• **REQUIRED WORK**
Find each line in the material below that contains the word "white" and copy it out.

---+---

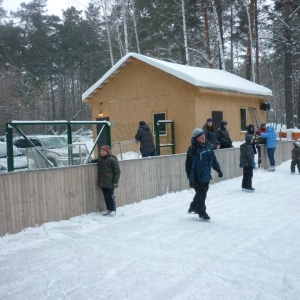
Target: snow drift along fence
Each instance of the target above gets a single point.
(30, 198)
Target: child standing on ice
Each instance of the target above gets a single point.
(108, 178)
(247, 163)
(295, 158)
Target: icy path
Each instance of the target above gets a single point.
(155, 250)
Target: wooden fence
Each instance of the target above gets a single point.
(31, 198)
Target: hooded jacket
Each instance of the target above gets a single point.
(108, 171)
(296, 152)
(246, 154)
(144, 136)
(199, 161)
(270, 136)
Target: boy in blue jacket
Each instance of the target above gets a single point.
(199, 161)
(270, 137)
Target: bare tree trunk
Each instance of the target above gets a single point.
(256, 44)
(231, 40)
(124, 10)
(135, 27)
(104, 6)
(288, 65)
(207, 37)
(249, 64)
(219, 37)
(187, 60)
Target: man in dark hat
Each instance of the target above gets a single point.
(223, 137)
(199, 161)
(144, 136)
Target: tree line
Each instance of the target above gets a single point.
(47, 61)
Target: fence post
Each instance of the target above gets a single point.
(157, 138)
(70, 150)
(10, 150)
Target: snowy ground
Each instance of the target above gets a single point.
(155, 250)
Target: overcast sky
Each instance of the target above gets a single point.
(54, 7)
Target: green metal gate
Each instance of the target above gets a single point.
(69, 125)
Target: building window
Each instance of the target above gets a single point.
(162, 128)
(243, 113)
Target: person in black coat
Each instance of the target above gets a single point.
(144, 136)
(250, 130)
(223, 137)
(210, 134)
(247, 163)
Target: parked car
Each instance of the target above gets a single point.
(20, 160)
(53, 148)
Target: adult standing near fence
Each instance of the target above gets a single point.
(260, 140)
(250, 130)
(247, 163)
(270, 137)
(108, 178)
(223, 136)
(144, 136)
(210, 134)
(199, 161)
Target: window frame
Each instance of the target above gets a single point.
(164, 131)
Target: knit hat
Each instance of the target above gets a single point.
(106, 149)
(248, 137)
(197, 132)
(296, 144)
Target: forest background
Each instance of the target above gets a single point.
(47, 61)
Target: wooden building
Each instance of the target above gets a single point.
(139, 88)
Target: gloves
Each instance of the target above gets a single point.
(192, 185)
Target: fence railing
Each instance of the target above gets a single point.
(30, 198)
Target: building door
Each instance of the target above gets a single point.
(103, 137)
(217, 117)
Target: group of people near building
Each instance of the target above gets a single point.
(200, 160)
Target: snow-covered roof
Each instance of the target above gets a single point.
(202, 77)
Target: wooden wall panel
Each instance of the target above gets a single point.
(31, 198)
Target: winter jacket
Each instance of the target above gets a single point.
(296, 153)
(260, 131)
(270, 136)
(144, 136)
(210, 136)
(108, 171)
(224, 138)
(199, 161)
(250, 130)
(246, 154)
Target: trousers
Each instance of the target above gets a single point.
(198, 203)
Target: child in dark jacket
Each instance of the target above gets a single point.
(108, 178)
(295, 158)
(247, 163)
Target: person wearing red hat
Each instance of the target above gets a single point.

---+---

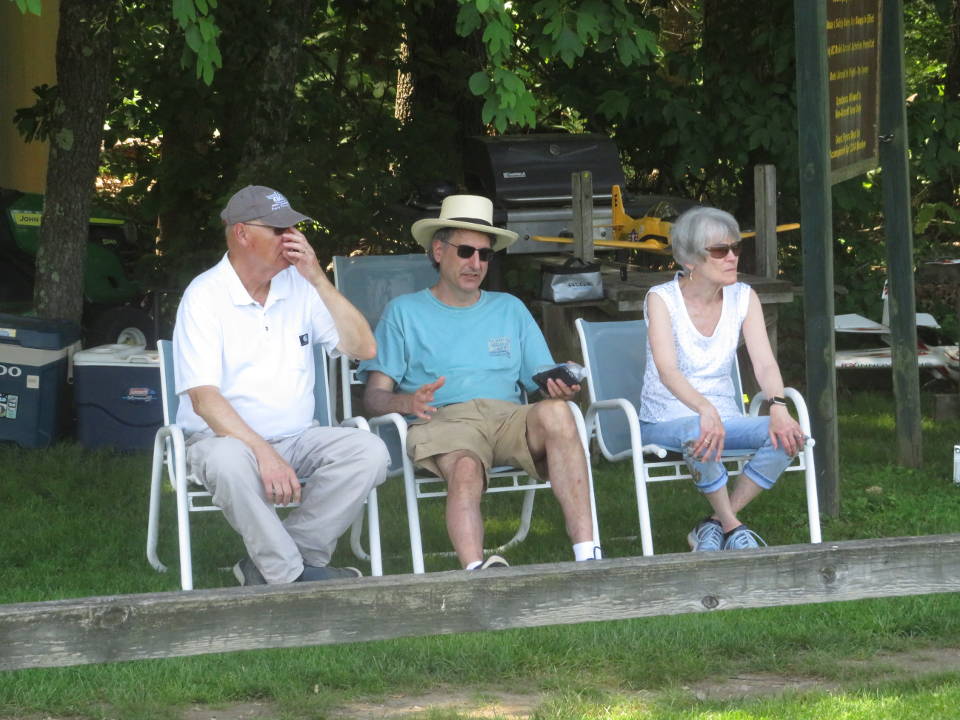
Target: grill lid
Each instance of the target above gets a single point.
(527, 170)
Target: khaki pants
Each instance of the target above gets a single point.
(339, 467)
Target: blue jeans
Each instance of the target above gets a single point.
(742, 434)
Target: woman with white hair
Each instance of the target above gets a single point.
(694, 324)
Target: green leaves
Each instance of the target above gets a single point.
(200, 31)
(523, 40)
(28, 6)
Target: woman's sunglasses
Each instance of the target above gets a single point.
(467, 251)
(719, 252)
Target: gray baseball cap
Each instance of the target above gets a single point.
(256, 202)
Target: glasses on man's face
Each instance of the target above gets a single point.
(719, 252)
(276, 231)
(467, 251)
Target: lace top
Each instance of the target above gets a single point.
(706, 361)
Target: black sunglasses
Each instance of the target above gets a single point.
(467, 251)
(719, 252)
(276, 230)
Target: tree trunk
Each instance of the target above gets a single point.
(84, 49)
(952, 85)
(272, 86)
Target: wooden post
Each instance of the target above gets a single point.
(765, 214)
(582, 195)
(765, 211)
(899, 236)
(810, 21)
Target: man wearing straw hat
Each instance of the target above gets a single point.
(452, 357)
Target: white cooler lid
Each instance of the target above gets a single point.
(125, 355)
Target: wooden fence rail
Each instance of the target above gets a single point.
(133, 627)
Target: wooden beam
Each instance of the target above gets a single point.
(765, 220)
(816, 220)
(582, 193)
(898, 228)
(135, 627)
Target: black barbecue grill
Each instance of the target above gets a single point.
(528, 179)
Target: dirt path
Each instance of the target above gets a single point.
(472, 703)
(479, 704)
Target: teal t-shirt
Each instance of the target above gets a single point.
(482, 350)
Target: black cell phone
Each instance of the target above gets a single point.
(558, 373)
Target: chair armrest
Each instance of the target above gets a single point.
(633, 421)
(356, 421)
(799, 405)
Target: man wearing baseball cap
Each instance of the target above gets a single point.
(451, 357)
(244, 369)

---+---

• **THE OUTPUT**
Target: woman with white hair
Target: white cooler lid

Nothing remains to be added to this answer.